» **What you have to do**: The records follow. Print, word for word, the first line through the "positive clicks: (339, 64)" line.

START Record extracts

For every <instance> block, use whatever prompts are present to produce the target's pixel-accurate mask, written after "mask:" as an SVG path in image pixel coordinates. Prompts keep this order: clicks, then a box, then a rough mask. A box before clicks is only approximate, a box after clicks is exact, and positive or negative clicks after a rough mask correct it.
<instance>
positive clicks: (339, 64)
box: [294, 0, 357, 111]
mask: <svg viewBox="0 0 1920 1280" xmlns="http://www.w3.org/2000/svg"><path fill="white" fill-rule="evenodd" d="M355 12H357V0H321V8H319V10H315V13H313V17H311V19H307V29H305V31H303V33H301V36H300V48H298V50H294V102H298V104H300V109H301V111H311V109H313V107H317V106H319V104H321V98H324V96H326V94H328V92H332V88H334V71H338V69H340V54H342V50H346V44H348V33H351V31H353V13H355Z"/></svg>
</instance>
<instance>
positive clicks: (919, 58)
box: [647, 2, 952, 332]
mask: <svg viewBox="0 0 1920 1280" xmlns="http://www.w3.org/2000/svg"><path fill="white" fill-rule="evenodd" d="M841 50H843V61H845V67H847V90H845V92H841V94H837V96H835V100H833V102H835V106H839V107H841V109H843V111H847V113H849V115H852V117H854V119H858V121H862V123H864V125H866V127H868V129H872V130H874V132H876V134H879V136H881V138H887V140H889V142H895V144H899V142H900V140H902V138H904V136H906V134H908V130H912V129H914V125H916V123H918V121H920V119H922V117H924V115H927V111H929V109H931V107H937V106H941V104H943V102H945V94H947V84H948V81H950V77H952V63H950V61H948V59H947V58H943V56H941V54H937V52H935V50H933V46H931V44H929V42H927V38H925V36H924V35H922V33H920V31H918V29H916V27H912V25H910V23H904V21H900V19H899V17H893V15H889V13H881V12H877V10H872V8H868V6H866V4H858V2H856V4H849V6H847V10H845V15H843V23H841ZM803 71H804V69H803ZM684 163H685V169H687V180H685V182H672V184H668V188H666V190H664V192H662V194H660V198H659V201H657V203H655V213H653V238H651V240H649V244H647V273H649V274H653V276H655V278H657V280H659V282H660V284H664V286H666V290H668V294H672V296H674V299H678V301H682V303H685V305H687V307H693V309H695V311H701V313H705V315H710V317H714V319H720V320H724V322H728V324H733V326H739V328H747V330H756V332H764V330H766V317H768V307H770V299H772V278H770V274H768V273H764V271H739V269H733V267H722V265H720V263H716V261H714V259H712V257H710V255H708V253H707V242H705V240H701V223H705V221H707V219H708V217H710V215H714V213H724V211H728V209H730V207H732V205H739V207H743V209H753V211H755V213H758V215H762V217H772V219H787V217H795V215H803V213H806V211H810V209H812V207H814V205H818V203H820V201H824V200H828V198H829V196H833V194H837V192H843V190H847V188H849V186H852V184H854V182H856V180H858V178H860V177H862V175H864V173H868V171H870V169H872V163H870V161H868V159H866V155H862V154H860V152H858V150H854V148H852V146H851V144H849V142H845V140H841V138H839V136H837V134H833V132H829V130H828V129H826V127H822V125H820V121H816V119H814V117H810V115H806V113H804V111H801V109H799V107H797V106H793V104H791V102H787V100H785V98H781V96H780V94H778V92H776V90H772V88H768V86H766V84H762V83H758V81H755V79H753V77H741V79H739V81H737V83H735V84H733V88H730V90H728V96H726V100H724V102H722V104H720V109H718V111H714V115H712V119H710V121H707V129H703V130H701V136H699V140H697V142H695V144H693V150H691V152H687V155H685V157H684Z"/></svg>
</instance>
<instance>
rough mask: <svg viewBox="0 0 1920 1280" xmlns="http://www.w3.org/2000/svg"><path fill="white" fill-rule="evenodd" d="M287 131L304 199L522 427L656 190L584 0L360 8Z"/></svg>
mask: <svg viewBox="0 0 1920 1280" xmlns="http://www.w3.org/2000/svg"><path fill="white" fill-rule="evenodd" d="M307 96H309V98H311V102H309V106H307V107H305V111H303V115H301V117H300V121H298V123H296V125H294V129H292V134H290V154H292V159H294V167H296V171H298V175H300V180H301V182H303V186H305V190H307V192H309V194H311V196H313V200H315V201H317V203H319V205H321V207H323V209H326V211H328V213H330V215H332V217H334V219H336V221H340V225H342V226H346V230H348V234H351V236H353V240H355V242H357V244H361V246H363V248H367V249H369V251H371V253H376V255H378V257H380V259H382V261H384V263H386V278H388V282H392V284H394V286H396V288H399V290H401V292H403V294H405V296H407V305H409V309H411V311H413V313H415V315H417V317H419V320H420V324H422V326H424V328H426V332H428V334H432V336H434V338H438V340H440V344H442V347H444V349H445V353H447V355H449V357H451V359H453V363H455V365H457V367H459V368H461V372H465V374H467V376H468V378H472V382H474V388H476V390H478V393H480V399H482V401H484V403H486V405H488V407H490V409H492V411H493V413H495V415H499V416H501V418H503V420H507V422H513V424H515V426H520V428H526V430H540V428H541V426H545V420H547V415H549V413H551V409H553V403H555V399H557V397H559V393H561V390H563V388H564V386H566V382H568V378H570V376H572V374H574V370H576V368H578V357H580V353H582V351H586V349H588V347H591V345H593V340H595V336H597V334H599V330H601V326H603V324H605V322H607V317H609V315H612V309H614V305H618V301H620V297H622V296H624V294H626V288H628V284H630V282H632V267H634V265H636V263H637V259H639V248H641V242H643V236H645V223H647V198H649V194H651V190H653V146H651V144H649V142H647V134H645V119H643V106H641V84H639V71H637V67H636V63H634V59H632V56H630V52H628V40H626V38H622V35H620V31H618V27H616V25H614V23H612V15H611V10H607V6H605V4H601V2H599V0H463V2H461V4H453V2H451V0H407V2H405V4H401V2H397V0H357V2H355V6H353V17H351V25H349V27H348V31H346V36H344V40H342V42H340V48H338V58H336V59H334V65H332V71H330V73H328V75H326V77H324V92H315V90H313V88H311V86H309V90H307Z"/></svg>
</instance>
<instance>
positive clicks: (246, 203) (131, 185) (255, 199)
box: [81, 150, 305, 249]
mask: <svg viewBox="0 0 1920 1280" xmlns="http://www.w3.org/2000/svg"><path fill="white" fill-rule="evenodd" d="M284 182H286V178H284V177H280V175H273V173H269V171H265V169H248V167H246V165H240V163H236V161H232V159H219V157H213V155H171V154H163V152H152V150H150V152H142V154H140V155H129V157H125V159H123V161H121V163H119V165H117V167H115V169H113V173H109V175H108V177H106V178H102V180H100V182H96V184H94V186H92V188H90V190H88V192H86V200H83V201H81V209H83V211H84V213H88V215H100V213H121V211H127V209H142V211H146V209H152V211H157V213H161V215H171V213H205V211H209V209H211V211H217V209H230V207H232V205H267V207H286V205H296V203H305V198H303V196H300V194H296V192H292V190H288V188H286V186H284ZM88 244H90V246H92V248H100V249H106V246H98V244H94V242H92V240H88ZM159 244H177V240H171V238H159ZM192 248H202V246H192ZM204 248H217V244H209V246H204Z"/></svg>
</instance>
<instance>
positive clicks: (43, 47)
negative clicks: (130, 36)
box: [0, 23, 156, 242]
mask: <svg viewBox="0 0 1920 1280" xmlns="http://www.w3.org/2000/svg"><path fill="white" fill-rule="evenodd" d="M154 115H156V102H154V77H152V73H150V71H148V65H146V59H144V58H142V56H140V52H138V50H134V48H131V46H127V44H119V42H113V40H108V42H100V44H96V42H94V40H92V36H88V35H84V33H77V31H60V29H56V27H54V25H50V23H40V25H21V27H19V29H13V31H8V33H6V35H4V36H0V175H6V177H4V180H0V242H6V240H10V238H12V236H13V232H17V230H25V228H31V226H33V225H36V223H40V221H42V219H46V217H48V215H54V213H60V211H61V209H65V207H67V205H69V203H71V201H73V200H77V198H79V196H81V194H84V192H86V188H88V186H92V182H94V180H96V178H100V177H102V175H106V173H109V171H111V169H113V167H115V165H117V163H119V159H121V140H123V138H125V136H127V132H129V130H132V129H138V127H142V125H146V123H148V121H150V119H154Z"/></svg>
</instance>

END Record extracts

» **Your response**:
For every <instance> block, use whatever prompts are present to produce the target's pixel-accurate mask, written after "mask:" as an SVG path in image pixel coordinates. Prompts keep this order: clicks, then a box, then a rough mask. A box before clicks is only approximate, a box after clicks is exact, and positive or negative clicks after a rough mask correct it.
<instance>
positive clicks: (339, 64)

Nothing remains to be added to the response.